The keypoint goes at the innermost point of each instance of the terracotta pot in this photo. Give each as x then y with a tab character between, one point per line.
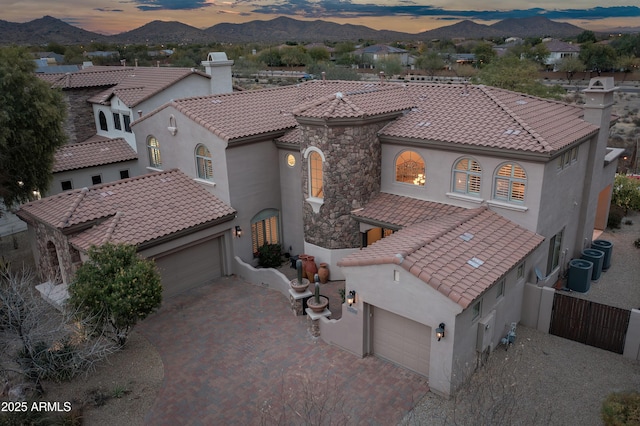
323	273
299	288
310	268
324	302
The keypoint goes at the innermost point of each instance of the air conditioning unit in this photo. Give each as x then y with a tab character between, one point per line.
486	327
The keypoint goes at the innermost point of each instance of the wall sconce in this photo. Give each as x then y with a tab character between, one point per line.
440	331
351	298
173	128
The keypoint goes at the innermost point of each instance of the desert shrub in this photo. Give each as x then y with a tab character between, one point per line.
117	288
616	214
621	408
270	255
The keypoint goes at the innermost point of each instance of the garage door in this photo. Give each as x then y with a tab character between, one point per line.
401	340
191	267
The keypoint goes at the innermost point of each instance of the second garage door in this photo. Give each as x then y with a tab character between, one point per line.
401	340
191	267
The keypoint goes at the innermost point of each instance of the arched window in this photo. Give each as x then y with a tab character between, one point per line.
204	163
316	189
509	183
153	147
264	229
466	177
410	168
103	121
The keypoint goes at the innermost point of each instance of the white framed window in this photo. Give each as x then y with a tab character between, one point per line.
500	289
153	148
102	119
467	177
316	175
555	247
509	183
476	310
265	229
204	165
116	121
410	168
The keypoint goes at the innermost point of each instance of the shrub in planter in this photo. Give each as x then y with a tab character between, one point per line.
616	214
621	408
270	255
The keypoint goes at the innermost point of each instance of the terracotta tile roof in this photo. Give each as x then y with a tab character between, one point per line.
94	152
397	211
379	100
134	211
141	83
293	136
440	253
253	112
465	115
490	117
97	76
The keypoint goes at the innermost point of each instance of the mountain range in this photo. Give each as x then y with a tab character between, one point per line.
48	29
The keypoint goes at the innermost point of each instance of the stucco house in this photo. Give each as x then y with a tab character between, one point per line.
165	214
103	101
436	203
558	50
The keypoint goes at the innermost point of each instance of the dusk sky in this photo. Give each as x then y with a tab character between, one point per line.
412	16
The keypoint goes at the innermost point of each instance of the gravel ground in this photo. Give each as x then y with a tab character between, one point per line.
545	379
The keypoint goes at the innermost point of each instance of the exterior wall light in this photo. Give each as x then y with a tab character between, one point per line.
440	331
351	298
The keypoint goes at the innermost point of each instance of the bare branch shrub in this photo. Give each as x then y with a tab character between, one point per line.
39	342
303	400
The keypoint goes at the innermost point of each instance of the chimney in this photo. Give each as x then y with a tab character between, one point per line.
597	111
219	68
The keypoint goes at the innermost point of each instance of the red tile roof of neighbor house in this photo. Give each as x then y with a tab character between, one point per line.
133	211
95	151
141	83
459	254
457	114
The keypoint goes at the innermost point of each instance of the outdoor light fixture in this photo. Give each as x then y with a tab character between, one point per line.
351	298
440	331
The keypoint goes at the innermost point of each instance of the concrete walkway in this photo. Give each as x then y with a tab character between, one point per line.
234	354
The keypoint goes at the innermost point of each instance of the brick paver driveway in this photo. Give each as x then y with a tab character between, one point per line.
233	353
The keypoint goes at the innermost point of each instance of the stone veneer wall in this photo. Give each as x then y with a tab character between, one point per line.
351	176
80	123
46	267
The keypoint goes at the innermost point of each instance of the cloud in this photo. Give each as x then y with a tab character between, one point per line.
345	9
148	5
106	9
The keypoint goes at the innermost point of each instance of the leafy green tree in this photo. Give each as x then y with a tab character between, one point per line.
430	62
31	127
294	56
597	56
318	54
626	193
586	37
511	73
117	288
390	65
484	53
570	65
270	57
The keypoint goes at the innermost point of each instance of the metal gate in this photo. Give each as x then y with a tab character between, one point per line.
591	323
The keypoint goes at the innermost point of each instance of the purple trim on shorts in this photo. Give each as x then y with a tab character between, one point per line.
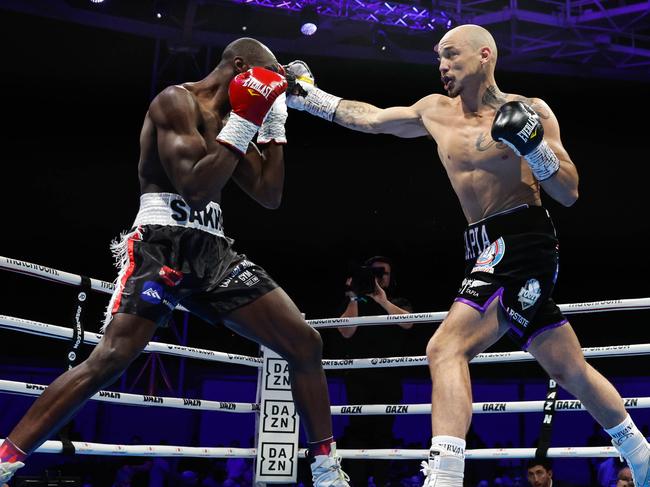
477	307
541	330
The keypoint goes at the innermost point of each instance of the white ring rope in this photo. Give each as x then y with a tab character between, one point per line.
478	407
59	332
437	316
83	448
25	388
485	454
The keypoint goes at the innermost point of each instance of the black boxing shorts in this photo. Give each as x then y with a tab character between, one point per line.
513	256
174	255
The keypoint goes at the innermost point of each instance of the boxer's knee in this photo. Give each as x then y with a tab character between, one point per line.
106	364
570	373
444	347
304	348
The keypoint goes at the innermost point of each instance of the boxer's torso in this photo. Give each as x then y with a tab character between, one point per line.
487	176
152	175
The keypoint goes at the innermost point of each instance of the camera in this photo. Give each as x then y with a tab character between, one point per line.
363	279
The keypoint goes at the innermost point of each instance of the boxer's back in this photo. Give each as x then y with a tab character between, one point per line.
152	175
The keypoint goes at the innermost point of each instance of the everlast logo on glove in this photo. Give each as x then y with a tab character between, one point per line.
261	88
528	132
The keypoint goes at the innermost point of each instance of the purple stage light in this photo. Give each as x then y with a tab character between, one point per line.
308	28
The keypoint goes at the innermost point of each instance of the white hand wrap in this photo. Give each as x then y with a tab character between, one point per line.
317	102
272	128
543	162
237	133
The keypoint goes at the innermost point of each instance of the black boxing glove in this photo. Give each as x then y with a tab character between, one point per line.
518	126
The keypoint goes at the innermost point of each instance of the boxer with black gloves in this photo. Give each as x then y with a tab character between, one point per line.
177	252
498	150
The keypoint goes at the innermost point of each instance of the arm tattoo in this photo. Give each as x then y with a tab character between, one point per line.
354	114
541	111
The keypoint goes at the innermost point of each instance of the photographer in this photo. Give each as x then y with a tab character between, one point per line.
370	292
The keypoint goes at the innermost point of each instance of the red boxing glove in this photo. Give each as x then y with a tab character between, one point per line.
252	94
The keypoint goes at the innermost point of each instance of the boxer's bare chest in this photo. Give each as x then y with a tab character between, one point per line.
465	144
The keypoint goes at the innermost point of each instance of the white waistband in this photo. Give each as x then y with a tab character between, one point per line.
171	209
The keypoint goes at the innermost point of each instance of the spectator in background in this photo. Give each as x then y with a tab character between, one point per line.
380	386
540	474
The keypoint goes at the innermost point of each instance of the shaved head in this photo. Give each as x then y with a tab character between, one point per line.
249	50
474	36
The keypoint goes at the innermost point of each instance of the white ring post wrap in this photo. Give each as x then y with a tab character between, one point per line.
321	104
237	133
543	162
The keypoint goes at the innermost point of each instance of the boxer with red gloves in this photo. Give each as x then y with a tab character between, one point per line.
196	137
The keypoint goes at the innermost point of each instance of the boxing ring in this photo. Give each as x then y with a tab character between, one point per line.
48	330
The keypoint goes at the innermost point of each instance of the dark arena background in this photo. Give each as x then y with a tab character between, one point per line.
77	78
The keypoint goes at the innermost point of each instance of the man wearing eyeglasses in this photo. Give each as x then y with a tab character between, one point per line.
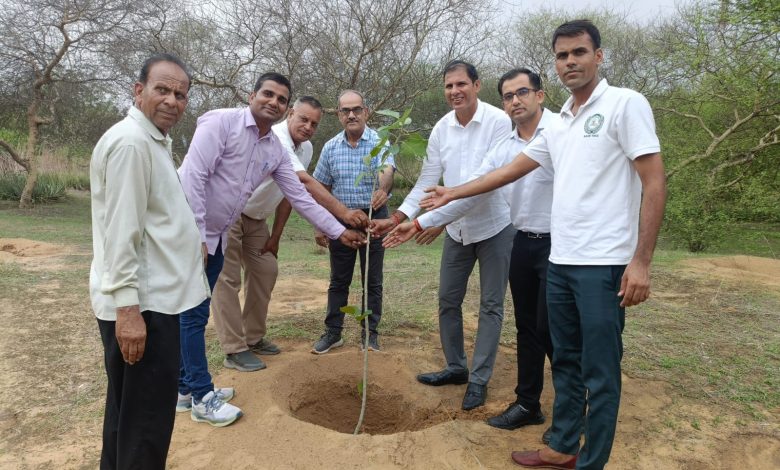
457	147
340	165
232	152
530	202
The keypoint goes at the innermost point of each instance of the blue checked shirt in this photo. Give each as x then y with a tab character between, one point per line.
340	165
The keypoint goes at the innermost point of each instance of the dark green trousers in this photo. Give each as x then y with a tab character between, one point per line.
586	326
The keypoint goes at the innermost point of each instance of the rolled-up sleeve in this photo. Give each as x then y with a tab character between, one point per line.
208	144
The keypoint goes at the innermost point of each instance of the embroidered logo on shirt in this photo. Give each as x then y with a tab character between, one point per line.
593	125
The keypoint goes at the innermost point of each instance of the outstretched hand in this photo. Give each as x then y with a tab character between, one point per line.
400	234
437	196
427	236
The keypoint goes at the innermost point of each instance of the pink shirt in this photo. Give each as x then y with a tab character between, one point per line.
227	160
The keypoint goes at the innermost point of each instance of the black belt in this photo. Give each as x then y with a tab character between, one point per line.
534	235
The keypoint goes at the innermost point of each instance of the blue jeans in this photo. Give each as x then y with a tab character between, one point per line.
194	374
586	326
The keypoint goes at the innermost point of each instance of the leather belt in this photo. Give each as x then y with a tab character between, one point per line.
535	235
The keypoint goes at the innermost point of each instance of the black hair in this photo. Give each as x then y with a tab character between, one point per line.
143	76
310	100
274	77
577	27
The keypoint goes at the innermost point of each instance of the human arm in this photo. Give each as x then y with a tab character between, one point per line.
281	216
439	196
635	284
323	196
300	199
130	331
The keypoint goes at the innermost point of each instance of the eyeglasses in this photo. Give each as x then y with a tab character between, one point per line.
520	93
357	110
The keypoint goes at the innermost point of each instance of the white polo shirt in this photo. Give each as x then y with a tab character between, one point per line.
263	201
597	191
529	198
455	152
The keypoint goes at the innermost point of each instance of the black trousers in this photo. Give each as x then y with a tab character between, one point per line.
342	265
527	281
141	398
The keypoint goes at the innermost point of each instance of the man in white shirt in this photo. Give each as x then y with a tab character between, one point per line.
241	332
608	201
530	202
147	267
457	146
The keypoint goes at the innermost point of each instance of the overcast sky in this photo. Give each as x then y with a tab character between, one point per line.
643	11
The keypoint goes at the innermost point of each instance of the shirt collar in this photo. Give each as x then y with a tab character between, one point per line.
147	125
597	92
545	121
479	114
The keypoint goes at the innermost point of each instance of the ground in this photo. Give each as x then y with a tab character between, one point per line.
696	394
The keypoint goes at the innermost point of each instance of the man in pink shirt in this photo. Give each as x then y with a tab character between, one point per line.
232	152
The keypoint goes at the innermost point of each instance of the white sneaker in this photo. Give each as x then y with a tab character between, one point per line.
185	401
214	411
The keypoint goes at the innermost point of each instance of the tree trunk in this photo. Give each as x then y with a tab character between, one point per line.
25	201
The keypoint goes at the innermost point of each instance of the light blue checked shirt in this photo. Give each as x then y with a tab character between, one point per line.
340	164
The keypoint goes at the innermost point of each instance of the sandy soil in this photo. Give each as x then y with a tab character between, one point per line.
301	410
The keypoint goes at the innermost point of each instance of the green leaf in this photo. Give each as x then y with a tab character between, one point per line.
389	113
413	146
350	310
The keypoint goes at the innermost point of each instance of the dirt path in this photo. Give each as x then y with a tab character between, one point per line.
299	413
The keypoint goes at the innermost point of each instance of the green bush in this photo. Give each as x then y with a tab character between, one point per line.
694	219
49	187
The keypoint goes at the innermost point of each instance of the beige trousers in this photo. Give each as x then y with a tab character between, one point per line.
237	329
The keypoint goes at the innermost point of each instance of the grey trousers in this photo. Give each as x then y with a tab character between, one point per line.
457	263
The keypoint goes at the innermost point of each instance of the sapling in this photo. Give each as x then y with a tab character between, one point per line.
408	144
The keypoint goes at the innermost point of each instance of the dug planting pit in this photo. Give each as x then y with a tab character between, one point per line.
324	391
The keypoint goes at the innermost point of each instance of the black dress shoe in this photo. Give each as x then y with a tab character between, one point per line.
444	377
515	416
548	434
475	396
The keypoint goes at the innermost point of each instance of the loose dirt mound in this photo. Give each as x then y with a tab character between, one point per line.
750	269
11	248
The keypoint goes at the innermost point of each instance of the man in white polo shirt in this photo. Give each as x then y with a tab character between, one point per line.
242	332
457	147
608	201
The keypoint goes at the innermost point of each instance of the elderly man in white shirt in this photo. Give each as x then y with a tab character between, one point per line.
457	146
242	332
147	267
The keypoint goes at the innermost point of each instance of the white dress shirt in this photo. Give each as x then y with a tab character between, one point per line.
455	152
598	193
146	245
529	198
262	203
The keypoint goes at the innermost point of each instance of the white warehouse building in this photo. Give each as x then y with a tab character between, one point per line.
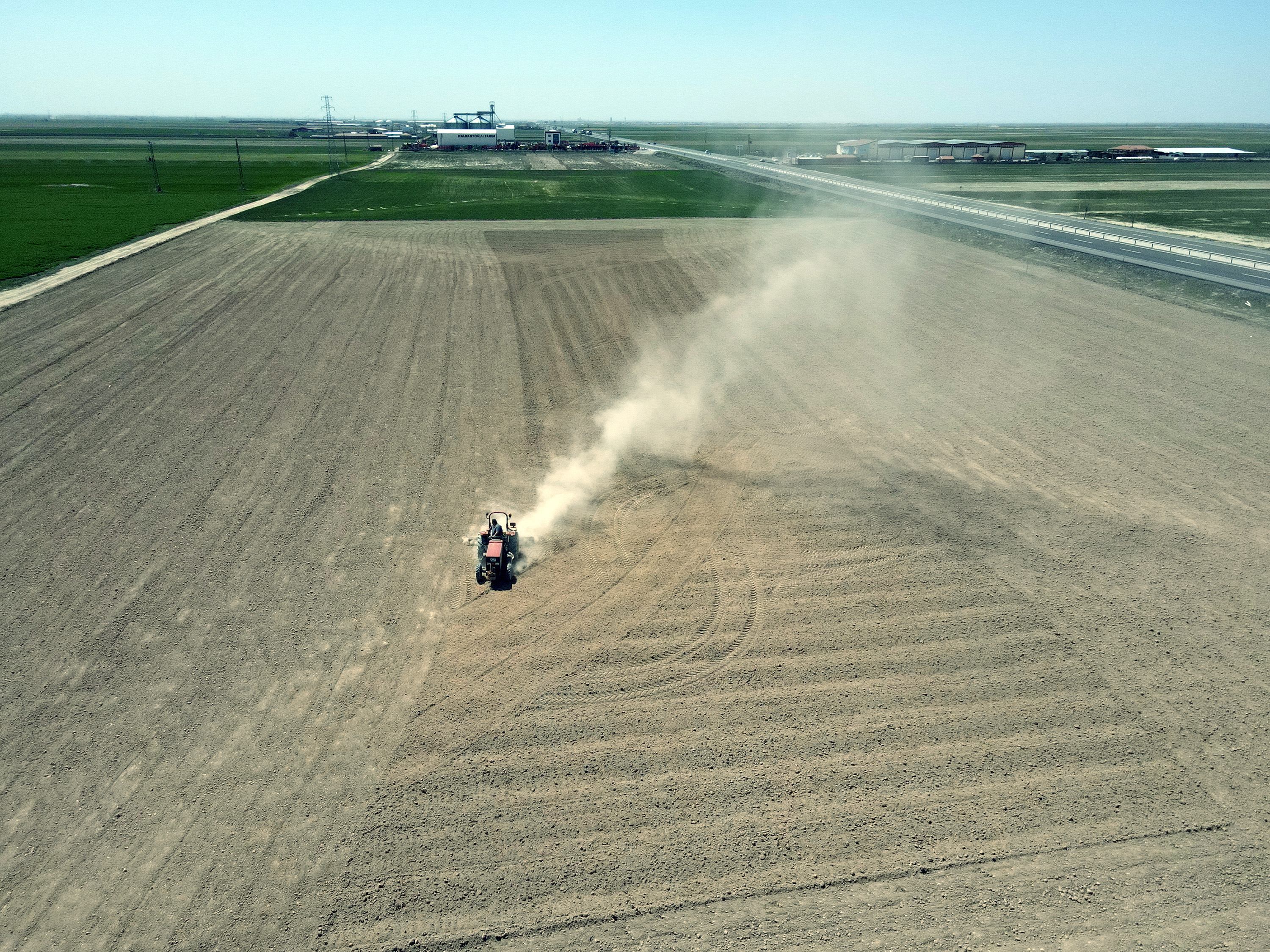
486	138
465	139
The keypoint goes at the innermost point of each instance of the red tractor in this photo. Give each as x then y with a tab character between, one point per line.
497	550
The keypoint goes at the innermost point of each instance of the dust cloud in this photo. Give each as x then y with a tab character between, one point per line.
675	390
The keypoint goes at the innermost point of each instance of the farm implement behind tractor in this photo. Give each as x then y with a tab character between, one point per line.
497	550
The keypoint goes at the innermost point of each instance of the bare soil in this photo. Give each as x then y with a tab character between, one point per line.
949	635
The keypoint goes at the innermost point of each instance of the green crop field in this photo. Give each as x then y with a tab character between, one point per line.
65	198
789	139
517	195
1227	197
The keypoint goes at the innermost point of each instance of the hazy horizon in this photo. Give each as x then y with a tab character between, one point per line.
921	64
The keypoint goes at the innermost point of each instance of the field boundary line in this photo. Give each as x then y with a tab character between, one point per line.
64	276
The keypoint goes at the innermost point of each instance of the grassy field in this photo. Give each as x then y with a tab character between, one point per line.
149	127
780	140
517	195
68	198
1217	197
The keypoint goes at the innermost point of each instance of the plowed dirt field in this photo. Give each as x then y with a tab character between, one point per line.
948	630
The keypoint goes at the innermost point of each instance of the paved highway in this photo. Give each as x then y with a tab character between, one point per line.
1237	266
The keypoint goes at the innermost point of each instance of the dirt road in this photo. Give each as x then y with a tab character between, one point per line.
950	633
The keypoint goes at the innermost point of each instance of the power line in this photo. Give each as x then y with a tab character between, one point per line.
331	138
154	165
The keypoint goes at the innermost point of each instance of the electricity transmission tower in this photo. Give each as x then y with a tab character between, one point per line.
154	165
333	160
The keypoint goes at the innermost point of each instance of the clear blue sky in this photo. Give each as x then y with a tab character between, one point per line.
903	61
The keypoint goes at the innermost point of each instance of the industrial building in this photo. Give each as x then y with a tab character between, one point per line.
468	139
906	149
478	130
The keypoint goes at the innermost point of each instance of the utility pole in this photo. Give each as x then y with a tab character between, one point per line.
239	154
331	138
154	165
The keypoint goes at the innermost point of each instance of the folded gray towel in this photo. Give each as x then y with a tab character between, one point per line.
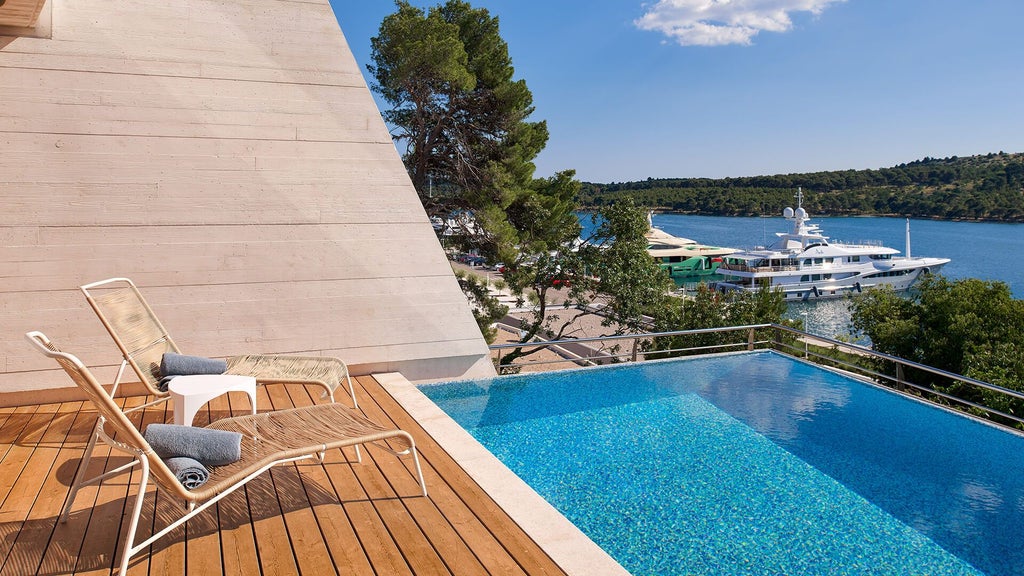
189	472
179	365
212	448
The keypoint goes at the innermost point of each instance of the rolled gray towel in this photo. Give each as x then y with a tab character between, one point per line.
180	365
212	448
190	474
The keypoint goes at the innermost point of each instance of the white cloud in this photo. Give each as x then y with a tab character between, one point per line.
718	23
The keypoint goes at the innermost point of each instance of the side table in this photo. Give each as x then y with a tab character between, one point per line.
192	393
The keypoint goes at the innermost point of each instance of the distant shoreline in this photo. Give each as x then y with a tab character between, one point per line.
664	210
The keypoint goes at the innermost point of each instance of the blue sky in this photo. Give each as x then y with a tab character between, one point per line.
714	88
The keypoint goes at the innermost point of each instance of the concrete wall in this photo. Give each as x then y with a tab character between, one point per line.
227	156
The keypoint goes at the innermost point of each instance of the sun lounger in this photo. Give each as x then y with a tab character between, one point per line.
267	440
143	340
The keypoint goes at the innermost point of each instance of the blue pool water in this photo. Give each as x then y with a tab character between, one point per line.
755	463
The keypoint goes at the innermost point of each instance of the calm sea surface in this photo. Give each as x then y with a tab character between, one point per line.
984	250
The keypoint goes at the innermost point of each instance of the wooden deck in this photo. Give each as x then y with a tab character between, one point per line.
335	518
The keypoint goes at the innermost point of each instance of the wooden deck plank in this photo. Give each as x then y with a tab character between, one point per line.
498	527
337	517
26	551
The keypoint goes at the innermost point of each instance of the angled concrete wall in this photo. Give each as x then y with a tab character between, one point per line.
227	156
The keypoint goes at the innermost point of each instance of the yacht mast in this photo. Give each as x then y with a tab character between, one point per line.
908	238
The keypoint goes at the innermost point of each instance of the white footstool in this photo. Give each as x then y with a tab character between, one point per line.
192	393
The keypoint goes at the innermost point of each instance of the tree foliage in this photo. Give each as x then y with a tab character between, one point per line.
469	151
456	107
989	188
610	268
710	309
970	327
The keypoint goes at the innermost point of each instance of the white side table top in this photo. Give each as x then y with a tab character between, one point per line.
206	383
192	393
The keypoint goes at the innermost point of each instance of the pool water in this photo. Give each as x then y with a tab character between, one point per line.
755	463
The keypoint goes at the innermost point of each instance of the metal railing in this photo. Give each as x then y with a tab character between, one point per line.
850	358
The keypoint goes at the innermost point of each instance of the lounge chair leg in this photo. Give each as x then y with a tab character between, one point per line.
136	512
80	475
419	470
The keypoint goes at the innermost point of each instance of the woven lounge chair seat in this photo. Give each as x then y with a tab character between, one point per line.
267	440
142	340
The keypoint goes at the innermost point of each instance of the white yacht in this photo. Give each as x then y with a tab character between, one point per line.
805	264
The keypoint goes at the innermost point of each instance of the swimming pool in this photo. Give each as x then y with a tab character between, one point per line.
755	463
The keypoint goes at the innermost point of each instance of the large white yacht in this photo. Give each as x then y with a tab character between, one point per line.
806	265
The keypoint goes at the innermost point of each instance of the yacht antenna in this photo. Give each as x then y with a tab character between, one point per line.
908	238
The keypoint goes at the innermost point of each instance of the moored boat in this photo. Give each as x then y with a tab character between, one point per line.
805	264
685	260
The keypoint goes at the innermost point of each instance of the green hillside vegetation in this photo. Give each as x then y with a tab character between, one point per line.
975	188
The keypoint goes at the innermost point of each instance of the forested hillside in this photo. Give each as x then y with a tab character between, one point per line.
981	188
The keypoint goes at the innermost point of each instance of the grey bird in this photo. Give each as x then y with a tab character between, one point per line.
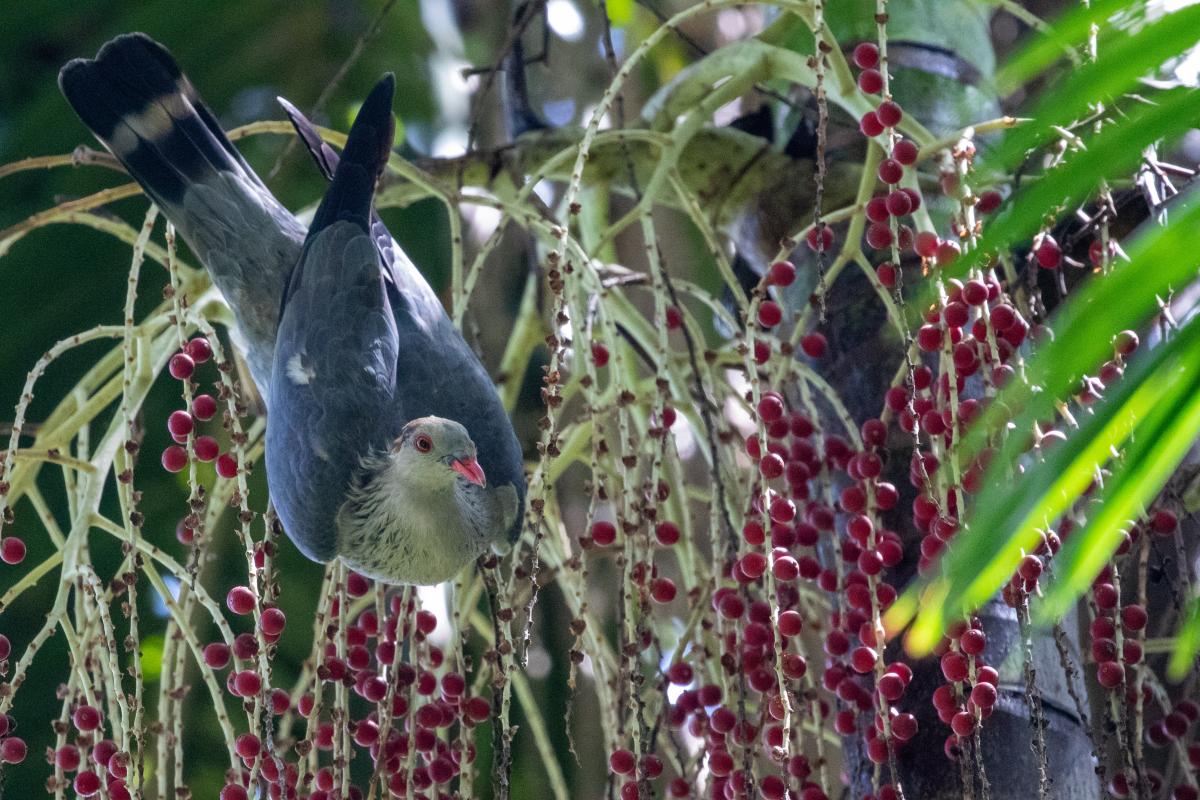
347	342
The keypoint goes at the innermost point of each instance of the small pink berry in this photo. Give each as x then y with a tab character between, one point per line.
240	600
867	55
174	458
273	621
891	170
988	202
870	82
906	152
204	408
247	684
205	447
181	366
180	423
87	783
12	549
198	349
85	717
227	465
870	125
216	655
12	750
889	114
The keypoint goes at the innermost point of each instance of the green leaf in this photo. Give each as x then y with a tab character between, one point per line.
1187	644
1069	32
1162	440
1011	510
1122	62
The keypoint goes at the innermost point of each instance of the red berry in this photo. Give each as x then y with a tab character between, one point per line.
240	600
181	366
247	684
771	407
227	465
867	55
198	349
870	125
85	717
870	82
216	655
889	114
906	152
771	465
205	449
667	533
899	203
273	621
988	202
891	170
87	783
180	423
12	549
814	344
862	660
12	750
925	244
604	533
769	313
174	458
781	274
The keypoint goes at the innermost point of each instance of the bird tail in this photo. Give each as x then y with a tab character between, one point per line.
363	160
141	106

────────────────

◆ **Directions for this task**
Exclude the pictures, and output exactly the lines from the one with "the green hillside" through the last line of the records, both included.

◆ **Answer to this exercise**
The keypoint goes at the innermost point of each instance of the green hillside vegetation in this photo. Give each as x then y with a tab character between, one point per line.
975	188
The keypoint goes at the innermost point of each instance of the forested hillside in this photo. Give each as x then y with a tab character between, one point per line.
981	188
The keypoint goes at the innermost point of each instance of the grey bird in this photo. Give each as x then y with a tab character between, one point per line.
347	342
The keypoint goes at the innermost point of each instance of the small pink berry in this photo. Give each as x then y with a tab character between, one point per line.
240	600
867	55
174	458
273	621
891	170
988	202
870	82
906	152
204	408
247	684
205	447
181	366
180	423
87	783
12	549
198	349
85	717
227	465
870	125
216	655
12	750
889	114
The keypoint goes at the innermost point of each instance of the green leaf in this photo. Give each as x then y with a tab character between, one point per line.
1187	644
1069	32
1162	440
1011	510
1122	62
The keypoint goes at the innermost point of each instance of the red berry in this photo. Give each as x then y with a tab character between, one point per line.
240	600
181	366
247	684
771	407
227	465
867	55
198	349
870	125
85	717
870	82
216	655
889	114
906	152
771	465
205	449
667	533
899	203
273	621
988	202
891	170
87	783
180	423
12	549
814	344
862	660
12	750
925	244
604	533
769	313
174	458
781	274
The keypoint goes at the innermost point of each instance of the bird tail in this photo. Give each as x then y with a tab character between, one point per line.
363	160
141	106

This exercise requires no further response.